> **Your task**
Reproduce the entries word for word from their start through the line containing "112), (50, 112)]]", inclusive. Omit the pictures.
____ Supplied data
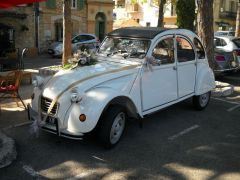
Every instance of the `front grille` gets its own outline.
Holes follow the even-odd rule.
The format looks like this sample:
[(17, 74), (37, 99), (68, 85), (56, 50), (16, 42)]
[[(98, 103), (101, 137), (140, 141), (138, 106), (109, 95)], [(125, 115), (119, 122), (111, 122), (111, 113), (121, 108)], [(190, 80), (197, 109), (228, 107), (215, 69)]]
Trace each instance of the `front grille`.
[[(43, 97), (43, 96), (41, 97), (41, 110), (42, 110), (42, 112), (47, 113), (48, 108), (51, 105), (51, 102), (52, 102), (51, 99)], [(50, 114), (55, 115), (57, 113), (57, 109), (58, 109), (58, 103), (55, 103), (51, 112), (50, 112)]]

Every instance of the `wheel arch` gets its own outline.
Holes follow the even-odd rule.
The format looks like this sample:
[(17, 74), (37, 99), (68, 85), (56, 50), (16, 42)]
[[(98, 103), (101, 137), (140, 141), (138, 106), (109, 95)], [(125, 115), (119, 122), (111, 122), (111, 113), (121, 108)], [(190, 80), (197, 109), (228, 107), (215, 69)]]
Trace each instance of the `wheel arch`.
[(129, 97), (127, 97), (127, 96), (117, 96), (117, 97), (113, 98), (111, 101), (109, 101), (107, 103), (107, 105), (103, 109), (102, 114), (110, 106), (121, 106), (121, 107), (123, 107), (125, 109), (125, 111), (126, 111), (126, 113), (127, 113), (127, 115), (129, 117), (133, 117), (133, 118), (138, 118), (139, 117), (139, 113), (138, 113), (137, 107), (135, 106), (133, 101)]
________
> **Reply**
Every instance of the `front grille` gets its own outline.
Holes follow the even-odd rule.
The format looks like this sample:
[(17, 74), (37, 99), (68, 85), (56, 50), (16, 42)]
[[(98, 103), (101, 137), (140, 141), (138, 106), (109, 95)], [(125, 115), (119, 122), (111, 122), (111, 113), (121, 108)], [(190, 80), (197, 109), (228, 107), (215, 69)]]
Trace each instance of the `front grille`.
[[(43, 97), (43, 96), (41, 97), (41, 110), (42, 110), (42, 112), (47, 113), (48, 108), (51, 105), (51, 102), (52, 102), (51, 99)], [(50, 114), (55, 115), (57, 113), (57, 109), (58, 109), (58, 103), (55, 103), (51, 112), (50, 112)]]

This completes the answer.